------ PROVIDED DATA
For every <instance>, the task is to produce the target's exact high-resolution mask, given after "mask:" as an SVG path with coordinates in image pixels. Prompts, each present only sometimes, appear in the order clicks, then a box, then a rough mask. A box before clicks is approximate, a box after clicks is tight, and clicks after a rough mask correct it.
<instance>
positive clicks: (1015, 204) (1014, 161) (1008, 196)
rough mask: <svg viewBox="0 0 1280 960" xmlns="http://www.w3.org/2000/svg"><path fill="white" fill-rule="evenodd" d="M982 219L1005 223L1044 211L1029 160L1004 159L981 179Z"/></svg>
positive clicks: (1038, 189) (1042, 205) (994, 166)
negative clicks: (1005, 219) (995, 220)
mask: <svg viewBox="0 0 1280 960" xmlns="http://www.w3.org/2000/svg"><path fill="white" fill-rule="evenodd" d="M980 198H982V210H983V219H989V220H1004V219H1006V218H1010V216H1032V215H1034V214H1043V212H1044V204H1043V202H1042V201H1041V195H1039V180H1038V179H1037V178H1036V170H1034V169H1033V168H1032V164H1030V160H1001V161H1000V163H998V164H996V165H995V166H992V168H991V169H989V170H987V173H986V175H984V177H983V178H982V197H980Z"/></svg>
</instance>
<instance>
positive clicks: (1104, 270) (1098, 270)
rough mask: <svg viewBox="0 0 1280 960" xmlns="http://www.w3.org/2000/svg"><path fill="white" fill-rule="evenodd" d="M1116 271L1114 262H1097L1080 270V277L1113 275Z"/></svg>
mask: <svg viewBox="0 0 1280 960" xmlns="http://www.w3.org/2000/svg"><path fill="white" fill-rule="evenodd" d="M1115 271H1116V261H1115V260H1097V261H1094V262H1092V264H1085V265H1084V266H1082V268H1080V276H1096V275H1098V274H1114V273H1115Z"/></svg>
------------
EXERCISE INSTRUCTIONS: Give back the entire listing exactly as it was written.

RESPONSE TO THE TASK:
For every <instance>, the task is to produce the target's exact high-resolution mask, given after "mask:" as an SVG path with coordinates in image pixels. Prompts, each present only sometimes, appear in the order clicks, then a box, then a rough mask. A box before clicks is approximate, a box after clicks is tight, and clicks after a rough mask correct it.
<instance>
positive clicks: (1015, 204) (1014, 161) (1008, 196)
rough mask: <svg viewBox="0 0 1280 960" xmlns="http://www.w3.org/2000/svg"><path fill="white" fill-rule="evenodd" d="M982 219L1005 223L1044 211L1029 160L1004 159L981 179Z"/></svg>
positive clicks: (1038, 189) (1042, 205) (994, 166)
negative clicks: (1005, 219) (995, 220)
mask: <svg viewBox="0 0 1280 960" xmlns="http://www.w3.org/2000/svg"><path fill="white" fill-rule="evenodd" d="M980 198H982V210H983V219H989V220H1004V219H1006V218H1010V216H1032V215H1034V214H1043V212H1044V204H1043V202H1042V201H1041V195H1039V180H1038V179H1037V178H1036V170H1034V169H1033V168H1032V164H1030V160H1001V161H1000V163H998V164H996V165H995V166H992V168H991V169H989V170H987V173H986V175H984V177H983V178H982V197H980Z"/></svg>
</instance>
<instance>
positive clicks: (1104, 270) (1098, 270)
rough mask: <svg viewBox="0 0 1280 960" xmlns="http://www.w3.org/2000/svg"><path fill="white" fill-rule="evenodd" d="M1116 271L1114 262H1097L1080 270V277L1113 275Z"/></svg>
mask: <svg viewBox="0 0 1280 960" xmlns="http://www.w3.org/2000/svg"><path fill="white" fill-rule="evenodd" d="M1115 271H1116V261H1115V260H1097V261H1094V262H1092V264H1085V265H1084V266H1082V268H1080V276H1096V275H1098V274H1114V273H1115Z"/></svg>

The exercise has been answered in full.